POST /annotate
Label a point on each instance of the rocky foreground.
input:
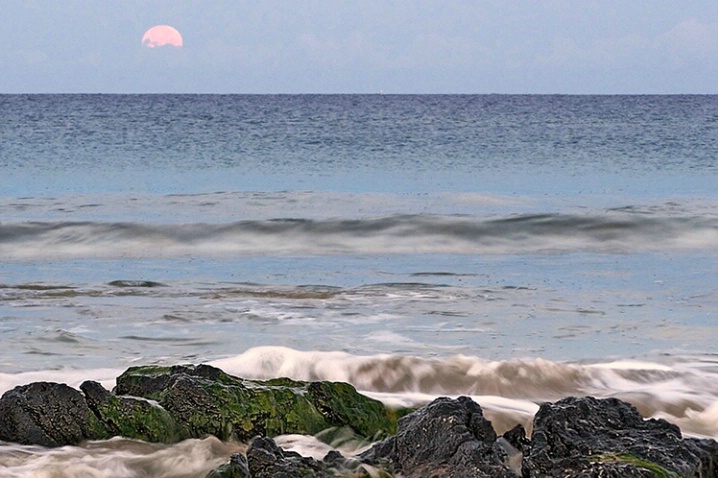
(450, 438)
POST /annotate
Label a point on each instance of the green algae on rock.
(205, 400)
(131, 417)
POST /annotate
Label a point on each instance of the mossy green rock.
(205, 400)
(131, 417)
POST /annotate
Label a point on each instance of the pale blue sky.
(367, 46)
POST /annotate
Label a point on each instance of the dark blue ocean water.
(514, 248)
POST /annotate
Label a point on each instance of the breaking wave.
(613, 232)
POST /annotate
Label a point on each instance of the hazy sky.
(362, 46)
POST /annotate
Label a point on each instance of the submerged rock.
(236, 468)
(205, 400)
(48, 414)
(609, 438)
(448, 438)
(267, 460)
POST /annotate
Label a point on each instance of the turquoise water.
(514, 248)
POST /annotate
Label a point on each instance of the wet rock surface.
(591, 437)
(48, 414)
(574, 437)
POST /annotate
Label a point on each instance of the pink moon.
(161, 35)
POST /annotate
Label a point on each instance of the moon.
(161, 35)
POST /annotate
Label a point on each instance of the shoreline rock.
(573, 437)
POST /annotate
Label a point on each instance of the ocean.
(513, 248)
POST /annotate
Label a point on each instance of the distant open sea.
(516, 249)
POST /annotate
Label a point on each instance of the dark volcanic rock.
(448, 438)
(577, 437)
(205, 400)
(236, 468)
(267, 460)
(47, 414)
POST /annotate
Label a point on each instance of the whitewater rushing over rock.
(512, 249)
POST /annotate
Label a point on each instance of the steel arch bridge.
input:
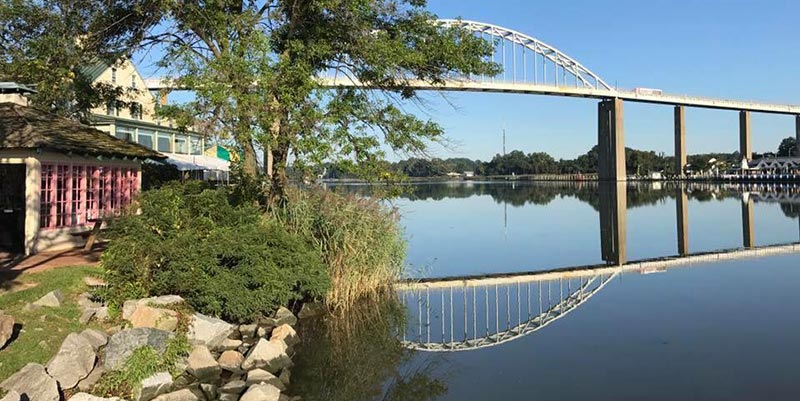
(464, 317)
(526, 59)
(531, 66)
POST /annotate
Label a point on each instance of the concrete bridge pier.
(682, 213)
(748, 229)
(745, 143)
(611, 141)
(680, 140)
(797, 133)
(613, 222)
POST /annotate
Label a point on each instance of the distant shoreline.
(577, 178)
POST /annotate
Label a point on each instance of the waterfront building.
(58, 177)
(134, 119)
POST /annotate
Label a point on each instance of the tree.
(253, 67)
(47, 43)
(788, 147)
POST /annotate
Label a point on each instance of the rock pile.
(248, 362)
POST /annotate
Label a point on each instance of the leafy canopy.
(253, 68)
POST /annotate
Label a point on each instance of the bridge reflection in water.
(467, 313)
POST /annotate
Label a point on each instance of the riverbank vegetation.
(360, 239)
(39, 331)
(226, 260)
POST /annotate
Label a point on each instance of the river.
(577, 291)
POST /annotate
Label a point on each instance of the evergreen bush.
(226, 260)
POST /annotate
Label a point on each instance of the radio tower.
(504, 141)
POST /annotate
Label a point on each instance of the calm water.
(726, 330)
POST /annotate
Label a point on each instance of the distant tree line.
(517, 162)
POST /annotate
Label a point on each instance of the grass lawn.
(43, 329)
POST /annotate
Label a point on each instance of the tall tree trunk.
(249, 161)
(279, 180)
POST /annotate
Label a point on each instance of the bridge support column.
(611, 141)
(745, 144)
(680, 140)
(748, 232)
(797, 134)
(682, 213)
(613, 222)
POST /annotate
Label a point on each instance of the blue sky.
(734, 49)
(731, 49)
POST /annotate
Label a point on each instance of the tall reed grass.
(361, 241)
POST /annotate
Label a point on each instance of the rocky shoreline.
(228, 362)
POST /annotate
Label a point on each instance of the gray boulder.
(248, 331)
(202, 364)
(258, 376)
(12, 396)
(268, 355)
(73, 362)
(52, 299)
(128, 307)
(181, 395)
(95, 337)
(208, 331)
(261, 392)
(286, 334)
(233, 387)
(153, 386)
(231, 361)
(88, 383)
(6, 328)
(89, 397)
(229, 344)
(122, 344)
(285, 316)
(34, 383)
(311, 310)
(87, 315)
(156, 318)
(209, 390)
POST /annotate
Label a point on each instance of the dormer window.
(136, 111)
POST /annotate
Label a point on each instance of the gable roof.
(95, 67)
(24, 127)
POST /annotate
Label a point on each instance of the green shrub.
(155, 175)
(226, 261)
(360, 239)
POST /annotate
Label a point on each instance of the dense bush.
(227, 261)
(360, 239)
(155, 175)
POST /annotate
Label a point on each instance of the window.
(180, 144)
(46, 204)
(136, 111)
(124, 133)
(74, 193)
(145, 138)
(164, 142)
(195, 145)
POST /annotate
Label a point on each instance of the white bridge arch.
(527, 59)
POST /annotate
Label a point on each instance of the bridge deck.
(643, 266)
(498, 86)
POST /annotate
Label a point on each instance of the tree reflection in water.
(356, 355)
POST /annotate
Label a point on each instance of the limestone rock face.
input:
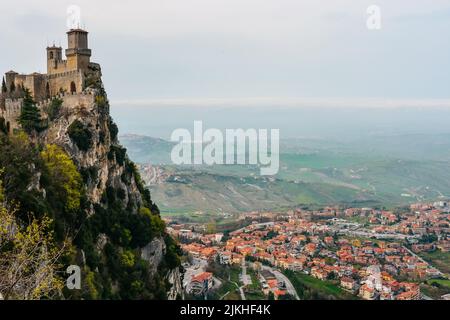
(94, 116)
(154, 253)
(103, 164)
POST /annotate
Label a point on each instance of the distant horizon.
(229, 48)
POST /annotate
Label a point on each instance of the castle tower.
(54, 59)
(78, 54)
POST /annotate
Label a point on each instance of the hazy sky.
(183, 50)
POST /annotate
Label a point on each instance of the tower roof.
(76, 30)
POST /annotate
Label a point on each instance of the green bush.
(80, 135)
(54, 108)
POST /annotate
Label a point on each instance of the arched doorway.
(73, 87)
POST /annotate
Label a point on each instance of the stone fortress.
(63, 78)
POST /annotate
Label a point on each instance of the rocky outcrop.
(153, 253)
(103, 163)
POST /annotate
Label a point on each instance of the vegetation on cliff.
(48, 195)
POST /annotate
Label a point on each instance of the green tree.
(64, 173)
(30, 118)
(28, 258)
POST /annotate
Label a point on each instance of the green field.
(310, 288)
(439, 259)
(386, 172)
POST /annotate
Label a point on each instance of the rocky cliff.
(116, 233)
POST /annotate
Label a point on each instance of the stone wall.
(13, 107)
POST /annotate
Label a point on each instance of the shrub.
(54, 108)
(80, 135)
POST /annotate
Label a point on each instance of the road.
(281, 277)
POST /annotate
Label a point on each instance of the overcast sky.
(185, 50)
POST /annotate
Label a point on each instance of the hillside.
(66, 166)
(312, 172)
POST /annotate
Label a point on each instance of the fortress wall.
(13, 107)
(11, 112)
(63, 81)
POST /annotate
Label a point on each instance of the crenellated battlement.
(13, 107)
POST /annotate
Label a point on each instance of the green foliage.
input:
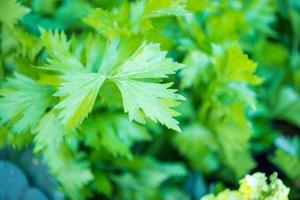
(93, 87)
(255, 187)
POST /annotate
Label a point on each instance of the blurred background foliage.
(241, 114)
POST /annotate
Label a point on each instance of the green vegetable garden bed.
(149, 99)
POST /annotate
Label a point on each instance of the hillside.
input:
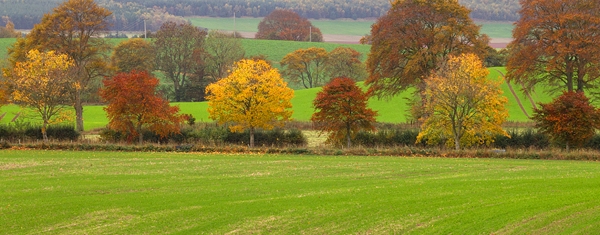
(127, 14)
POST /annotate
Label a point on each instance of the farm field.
(335, 27)
(57, 192)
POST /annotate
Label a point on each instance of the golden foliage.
(462, 106)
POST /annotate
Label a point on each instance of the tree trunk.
(78, 110)
(44, 132)
(251, 137)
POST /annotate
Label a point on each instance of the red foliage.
(570, 118)
(133, 105)
(341, 109)
(287, 25)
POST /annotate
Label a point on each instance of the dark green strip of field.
(54, 192)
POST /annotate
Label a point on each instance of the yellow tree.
(73, 28)
(462, 105)
(253, 96)
(42, 83)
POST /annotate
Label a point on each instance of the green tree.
(345, 62)
(179, 52)
(341, 109)
(253, 96)
(305, 67)
(410, 41)
(569, 119)
(463, 107)
(73, 28)
(133, 54)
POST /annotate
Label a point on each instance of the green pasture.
(336, 27)
(394, 110)
(61, 192)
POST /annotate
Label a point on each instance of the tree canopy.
(569, 119)
(462, 105)
(133, 105)
(341, 109)
(287, 25)
(409, 42)
(556, 43)
(66, 31)
(253, 96)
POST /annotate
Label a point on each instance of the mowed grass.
(393, 110)
(336, 27)
(56, 192)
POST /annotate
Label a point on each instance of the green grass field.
(336, 27)
(394, 110)
(57, 192)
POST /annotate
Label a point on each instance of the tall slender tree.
(179, 53)
(410, 41)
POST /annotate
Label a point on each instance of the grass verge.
(62, 192)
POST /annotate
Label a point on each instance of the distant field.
(337, 27)
(62, 192)
(395, 110)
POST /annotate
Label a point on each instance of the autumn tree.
(556, 43)
(133, 105)
(223, 49)
(133, 54)
(345, 62)
(569, 119)
(305, 67)
(42, 83)
(253, 96)
(341, 109)
(8, 31)
(410, 41)
(179, 52)
(73, 28)
(287, 25)
(463, 107)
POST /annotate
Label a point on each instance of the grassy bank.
(61, 192)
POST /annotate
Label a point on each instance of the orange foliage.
(556, 42)
(133, 105)
(570, 118)
(341, 109)
(287, 25)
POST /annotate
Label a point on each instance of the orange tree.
(42, 83)
(305, 67)
(341, 109)
(253, 96)
(73, 28)
(557, 43)
(283, 24)
(462, 106)
(134, 105)
(569, 119)
(412, 38)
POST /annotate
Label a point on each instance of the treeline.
(129, 14)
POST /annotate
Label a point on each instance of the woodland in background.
(128, 15)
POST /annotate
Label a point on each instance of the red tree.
(134, 105)
(341, 109)
(287, 25)
(570, 118)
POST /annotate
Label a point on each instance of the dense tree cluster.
(129, 14)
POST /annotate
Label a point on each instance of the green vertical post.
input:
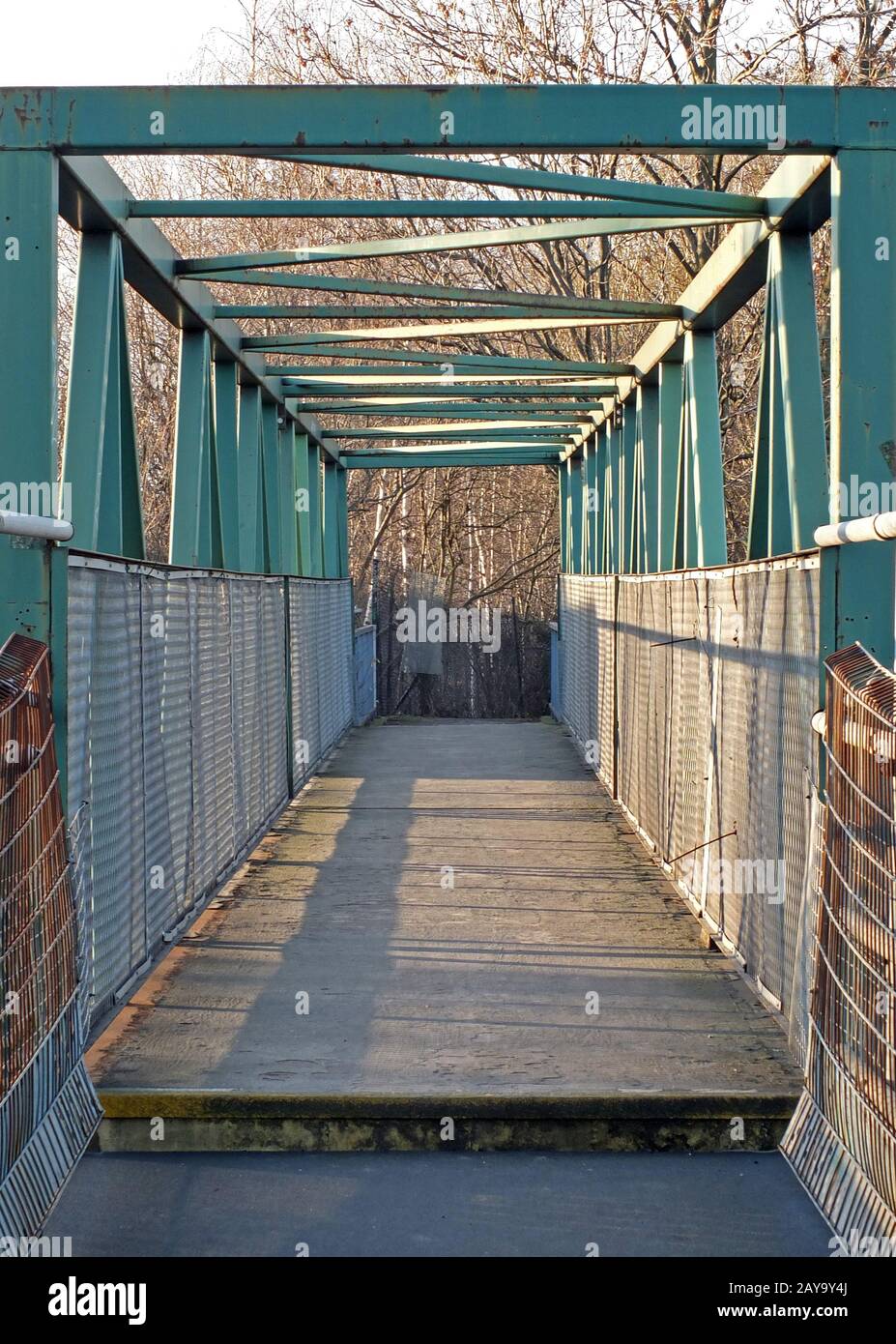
(271, 476)
(248, 475)
(669, 441)
(574, 469)
(649, 460)
(564, 509)
(331, 520)
(303, 504)
(799, 362)
(706, 534)
(195, 504)
(227, 458)
(341, 510)
(862, 390)
(592, 503)
(612, 495)
(314, 512)
(288, 515)
(100, 454)
(626, 485)
(28, 209)
(599, 479)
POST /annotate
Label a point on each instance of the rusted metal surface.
(47, 1108)
(843, 1140)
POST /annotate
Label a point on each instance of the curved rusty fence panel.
(843, 1137)
(48, 1110)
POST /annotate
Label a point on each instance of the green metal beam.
(486, 429)
(512, 365)
(411, 312)
(466, 240)
(427, 331)
(445, 392)
(427, 209)
(94, 199)
(448, 293)
(454, 119)
(450, 410)
(535, 179)
(448, 457)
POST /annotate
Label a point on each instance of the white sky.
(107, 42)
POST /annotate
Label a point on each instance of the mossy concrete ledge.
(219, 1121)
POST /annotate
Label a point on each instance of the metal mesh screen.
(586, 657)
(709, 679)
(364, 674)
(321, 668)
(843, 1139)
(176, 746)
(48, 1110)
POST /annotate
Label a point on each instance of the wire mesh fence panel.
(303, 678)
(167, 727)
(48, 1110)
(843, 1139)
(106, 766)
(178, 746)
(272, 691)
(715, 687)
(364, 674)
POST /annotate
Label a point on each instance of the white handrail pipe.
(37, 526)
(878, 527)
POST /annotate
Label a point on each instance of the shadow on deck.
(450, 896)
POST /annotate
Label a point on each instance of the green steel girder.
(426, 331)
(535, 179)
(454, 119)
(437, 313)
(466, 240)
(93, 198)
(558, 412)
(427, 209)
(448, 457)
(444, 392)
(500, 429)
(448, 293)
(514, 365)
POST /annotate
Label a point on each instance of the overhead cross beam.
(455, 120)
(469, 240)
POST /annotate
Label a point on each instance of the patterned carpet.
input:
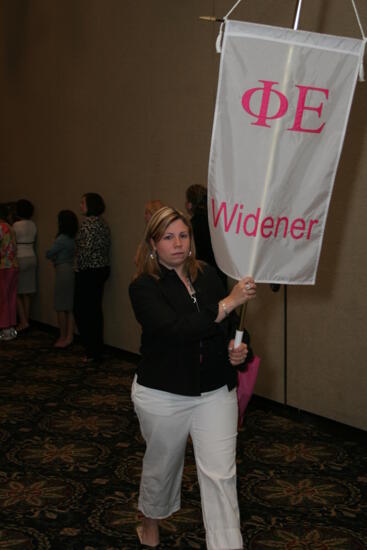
(71, 458)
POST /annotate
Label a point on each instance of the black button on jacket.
(183, 350)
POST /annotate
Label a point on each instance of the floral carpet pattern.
(71, 455)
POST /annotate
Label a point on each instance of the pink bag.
(245, 386)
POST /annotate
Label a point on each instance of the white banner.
(281, 113)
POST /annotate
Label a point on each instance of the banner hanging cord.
(218, 44)
(364, 38)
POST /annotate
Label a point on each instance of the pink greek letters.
(263, 116)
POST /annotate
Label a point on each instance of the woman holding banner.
(186, 380)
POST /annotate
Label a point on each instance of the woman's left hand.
(237, 355)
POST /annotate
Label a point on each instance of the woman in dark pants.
(91, 272)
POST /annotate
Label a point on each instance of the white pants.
(166, 420)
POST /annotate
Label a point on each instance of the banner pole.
(239, 331)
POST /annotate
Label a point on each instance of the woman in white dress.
(25, 231)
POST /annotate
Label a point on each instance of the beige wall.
(117, 97)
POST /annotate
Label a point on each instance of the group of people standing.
(80, 254)
(185, 384)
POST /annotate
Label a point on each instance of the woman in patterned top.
(8, 278)
(92, 268)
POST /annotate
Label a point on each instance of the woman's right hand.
(242, 292)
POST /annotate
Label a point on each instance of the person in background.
(25, 232)
(150, 208)
(62, 255)
(196, 206)
(8, 278)
(186, 379)
(92, 269)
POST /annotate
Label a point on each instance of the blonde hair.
(147, 260)
(153, 206)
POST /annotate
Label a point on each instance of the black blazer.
(183, 350)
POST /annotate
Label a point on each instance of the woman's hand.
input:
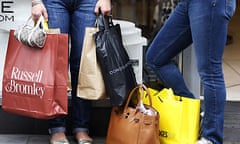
(104, 6)
(38, 10)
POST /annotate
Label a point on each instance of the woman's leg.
(174, 37)
(209, 30)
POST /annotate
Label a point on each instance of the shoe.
(59, 138)
(204, 141)
(63, 141)
(83, 138)
(82, 141)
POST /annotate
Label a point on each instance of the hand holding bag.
(134, 124)
(30, 35)
(179, 121)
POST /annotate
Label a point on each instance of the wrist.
(36, 2)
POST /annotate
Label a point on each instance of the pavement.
(231, 131)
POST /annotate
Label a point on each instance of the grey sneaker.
(204, 141)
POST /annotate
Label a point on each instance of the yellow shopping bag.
(179, 117)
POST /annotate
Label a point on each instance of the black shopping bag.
(118, 74)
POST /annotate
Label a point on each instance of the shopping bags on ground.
(118, 74)
(35, 80)
(90, 80)
(137, 124)
(179, 121)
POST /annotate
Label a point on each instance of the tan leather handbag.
(134, 124)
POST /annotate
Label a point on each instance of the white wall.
(12, 14)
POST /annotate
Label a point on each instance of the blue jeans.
(72, 16)
(203, 23)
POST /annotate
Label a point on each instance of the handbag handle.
(143, 88)
(103, 24)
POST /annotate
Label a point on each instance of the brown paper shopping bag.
(90, 81)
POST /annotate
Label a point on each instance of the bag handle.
(40, 21)
(104, 24)
(143, 88)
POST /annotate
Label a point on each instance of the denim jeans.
(203, 23)
(72, 16)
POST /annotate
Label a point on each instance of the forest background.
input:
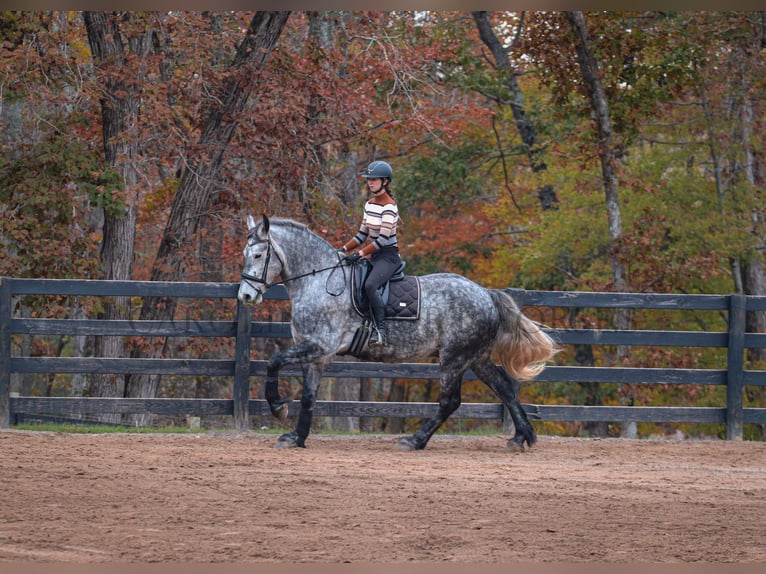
(609, 151)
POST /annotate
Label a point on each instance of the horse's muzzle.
(249, 295)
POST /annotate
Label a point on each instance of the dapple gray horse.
(461, 323)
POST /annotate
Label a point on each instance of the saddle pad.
(404, 299)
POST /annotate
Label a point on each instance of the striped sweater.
(379, 224)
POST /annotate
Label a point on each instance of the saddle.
(401, 293)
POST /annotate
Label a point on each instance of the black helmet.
(378, 169)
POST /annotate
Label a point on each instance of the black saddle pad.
(401, 294)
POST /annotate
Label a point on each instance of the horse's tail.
(521, 345)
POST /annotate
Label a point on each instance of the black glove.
(352, 257)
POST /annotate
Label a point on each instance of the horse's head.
(262, 263)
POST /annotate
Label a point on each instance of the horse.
(461, 324)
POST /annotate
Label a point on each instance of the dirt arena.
(233, 498)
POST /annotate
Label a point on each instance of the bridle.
(250, 279)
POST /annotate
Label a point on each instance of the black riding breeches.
(384, 263)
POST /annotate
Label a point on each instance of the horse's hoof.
(289, 440)
(514, 447)
(280, 412)
(406, 445)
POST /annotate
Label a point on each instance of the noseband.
(250, 279)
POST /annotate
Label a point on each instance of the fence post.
(5, 352)
(241, 391)
(735, 374)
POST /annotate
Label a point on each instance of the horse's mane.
(301, 227)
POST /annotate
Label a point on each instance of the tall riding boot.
(378, 309)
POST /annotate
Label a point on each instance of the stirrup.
(378, 338)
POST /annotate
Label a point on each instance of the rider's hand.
(352, 257)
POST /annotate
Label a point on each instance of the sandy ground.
(233, 498)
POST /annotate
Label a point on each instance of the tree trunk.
(120, 105)
(545, 192)
(591, 76)
(194, 191)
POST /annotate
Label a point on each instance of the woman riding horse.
(381, 216)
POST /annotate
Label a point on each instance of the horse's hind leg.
(505, 388)
(449, 401)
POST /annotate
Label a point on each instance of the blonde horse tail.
(522, 346)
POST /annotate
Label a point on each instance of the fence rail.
(241, 367)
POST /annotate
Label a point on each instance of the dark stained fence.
(734, 376)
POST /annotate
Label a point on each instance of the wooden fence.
(241, 407)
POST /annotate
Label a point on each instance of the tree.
(120, 43)
(194, 191)
(526, 128)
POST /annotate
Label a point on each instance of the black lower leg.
(378, 312)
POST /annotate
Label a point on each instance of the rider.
(381, 216)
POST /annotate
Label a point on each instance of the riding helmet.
(378, 169)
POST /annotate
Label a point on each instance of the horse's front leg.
(312, 376)
(304, 352)
(309, 355)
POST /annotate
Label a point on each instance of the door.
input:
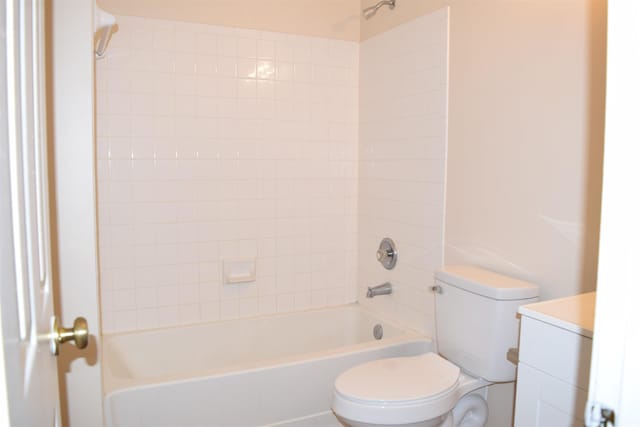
(615, 372)
(30, 379)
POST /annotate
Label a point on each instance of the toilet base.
(435, 422)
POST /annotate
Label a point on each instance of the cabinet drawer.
(545, 401)
(555, 351)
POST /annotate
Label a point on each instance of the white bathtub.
(272, 370)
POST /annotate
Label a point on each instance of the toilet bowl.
(475, 324)
(423, 391)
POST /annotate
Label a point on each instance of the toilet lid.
(399, 379)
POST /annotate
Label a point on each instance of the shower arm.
(372, 10)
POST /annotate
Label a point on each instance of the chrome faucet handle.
(387, 254)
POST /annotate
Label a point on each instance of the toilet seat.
(397, 390)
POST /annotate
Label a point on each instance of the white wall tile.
(402, 157)
(204, 155)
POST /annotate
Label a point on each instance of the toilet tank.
(476, 321)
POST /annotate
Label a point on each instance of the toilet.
(476, 325)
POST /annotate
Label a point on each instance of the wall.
(526, 118)
(217, 143)
(403, 118)
(526, 122)
(337, 19)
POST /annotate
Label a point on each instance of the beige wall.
(526, 120)
(338, 19)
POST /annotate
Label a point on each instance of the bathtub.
(273, 370)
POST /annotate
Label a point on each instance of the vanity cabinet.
(554, 361)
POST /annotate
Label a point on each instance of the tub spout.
(384, 289)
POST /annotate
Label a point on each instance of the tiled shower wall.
(403, 122)
(215, 144)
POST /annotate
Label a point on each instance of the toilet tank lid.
(486, 283)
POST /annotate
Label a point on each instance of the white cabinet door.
(544, 401)
(30, 380)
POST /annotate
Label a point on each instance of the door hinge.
(599, 416)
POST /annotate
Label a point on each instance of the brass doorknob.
(79, 334)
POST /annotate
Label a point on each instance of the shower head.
(372, 10)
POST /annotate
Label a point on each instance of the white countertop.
(575, 314)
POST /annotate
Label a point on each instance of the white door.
(615, 367)
(29, 386)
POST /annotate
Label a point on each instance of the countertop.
(575, 314)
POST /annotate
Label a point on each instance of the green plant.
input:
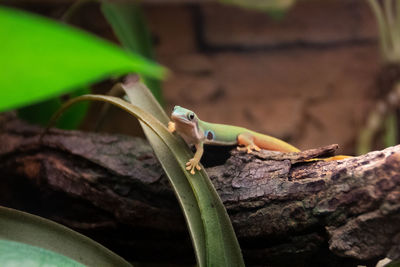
(211, 231)
(383, 117)
(44, 59)
(29, 240)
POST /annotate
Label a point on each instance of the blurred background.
(309, 72)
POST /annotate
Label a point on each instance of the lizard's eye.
(191, 116)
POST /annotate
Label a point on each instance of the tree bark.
(286, 211)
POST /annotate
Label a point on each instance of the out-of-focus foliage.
(213, 237)
(41, 112)
(388, 19)
(19, 254)
(275, 8)
(41, 59)
(35, 231)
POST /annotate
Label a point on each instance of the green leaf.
--------------------
• [JOB]:
Count how many lines of the records contain the word "beam", matching case exactly, and give only that number.

• [WRITTEN REPLY]:
2